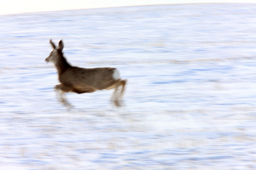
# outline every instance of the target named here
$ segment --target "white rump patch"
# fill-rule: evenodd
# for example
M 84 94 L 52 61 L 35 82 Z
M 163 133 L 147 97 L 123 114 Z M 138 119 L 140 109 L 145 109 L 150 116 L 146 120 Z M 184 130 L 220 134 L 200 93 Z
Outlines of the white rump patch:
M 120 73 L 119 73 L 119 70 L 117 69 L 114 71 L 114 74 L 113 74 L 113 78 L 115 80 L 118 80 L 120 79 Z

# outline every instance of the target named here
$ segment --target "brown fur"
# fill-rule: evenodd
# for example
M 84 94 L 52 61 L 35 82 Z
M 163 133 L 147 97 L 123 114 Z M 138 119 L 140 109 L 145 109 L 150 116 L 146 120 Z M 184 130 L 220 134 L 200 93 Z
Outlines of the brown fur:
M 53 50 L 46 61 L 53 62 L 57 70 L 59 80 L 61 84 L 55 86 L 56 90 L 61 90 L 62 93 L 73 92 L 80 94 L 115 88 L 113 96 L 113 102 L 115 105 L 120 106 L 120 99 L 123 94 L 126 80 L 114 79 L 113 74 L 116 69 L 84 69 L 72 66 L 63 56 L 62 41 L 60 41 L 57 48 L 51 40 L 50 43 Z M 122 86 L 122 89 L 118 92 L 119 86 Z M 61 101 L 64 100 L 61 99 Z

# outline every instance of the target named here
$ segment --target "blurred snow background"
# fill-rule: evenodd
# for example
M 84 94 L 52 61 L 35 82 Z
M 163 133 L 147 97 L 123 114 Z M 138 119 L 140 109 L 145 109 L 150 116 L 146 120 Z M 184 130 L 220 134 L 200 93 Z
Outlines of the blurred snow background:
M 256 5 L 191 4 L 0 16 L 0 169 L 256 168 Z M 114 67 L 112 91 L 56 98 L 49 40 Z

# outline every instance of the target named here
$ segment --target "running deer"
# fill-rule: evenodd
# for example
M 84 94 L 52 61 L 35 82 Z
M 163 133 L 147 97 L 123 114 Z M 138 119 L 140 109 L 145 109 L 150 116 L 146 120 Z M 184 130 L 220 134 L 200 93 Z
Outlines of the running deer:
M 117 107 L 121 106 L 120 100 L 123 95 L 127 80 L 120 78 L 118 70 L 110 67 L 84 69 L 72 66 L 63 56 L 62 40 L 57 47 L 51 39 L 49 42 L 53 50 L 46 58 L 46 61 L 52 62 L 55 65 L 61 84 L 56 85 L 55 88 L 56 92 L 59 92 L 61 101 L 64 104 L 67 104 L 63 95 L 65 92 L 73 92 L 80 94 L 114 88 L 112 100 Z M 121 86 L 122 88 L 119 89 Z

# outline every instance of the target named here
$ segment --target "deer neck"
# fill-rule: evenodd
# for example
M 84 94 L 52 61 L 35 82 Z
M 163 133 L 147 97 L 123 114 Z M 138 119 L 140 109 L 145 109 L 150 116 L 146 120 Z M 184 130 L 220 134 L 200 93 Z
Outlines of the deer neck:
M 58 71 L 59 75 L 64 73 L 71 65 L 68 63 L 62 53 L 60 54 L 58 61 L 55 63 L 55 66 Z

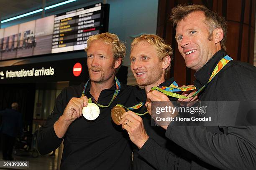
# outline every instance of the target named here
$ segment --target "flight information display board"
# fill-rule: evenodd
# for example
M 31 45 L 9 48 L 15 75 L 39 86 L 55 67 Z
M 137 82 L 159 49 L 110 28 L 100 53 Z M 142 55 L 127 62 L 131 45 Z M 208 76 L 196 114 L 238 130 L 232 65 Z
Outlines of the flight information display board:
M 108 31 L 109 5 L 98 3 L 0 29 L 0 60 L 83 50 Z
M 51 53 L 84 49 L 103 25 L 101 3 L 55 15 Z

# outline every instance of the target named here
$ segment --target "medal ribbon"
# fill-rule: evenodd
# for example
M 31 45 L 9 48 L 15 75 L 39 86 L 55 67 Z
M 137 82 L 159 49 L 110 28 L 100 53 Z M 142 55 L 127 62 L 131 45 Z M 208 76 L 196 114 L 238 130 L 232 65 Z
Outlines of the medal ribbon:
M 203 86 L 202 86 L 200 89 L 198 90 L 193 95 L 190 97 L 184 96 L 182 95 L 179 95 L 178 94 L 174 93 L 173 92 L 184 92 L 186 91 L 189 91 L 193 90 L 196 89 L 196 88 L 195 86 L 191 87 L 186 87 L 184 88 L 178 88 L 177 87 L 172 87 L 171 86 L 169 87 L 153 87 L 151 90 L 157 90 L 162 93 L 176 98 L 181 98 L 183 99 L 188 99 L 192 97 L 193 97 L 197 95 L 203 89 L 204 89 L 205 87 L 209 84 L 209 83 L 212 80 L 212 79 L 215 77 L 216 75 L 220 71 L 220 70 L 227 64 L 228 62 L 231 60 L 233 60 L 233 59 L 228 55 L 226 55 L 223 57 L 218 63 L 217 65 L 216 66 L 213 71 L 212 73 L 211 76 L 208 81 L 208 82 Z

# # # # # # #

Put each line of the data into a JSON list of strings, from the start of the data through the line containing "M 256 5 L 191", with both ends included and blank lines left out. Leave the pictures out of the answer.

* **Task output**
[
  "# outline every instance of the target named here",
  "$ segment --target \"white rump patch\"",
  "# fill-rule: evenodd",
  "# for example",
  "M 84 94 L 52 61 L 35 82 Z",
  "M 163 133 L 147 97 L 123 114 Z M 138 119 L 140 109 L 145 109 L 150 116 L 146 120 Z M 184 130 L 220 134 L 200 93 Z",
  "Outlines of the white rump patch:",
  "M 120 73 L 119 73 L 119 70 L 117 69 L 114 71 L 114 74 L 113 74 L 113 78 L 115 80 L 118 80 L 120 79 Z",
  "# outline every instance of the target named here",
  "$ segment --target \"brown fur\"",
  "# fill-rule: evenodd",
  "# for example",
  "M 84 94 L 52 61 L 35 82 Z",
  "M 163 133 L 147 97 L 123 114 Z M 138 119 L 140 109 L 145 109 L 150 116 L 146 120 Z M 184 130 L 220 134 L 200 93 Z",
  "Outlines of the brown fur:",
  "M 53 50 L 46 61 L 53 62 L 57 70 L 59 80 L 61 84 L 55 86 L 56 90 L 61 90 L 62 93 L 73 92 L 80 94 L 115 88 L 113 96 L 113 102 L 115 105 L 120 106 L 120 99 L 123 94 L 126 80 L 114 79 L 113 74 L 116 69 L 84 69 L 72 66 L 63 56 L 62 41 L 60 41 L 57 48 L 51 40 L 50 43 Z M 122 86 L 122 89 L 118 92 L 119 86 Z M 61 101 L 64 100 L 61 99 Z",
  "# outline every instance of the target named here",
  "$ segment --target \"blurred snow background\"",
  "# fill-rule: evenodd",
  "# for example",
  "M 84 94 L 52 61 L 35 82 Z",
  "M 163 133 L 147 97 L 123 114 Z M 138 119 L 140 109 L 145 109 L 150 116 L 146 120 Z M 184 130 L 220 134 L 200 93 Z",
  "Outlines of the blurred snow background:",
  "M 256 5 L 191 4 L 0 16 L 0 169 L 256 168 Z M 114 67 L 112 91 L 56 98 L 49 40 Z"
]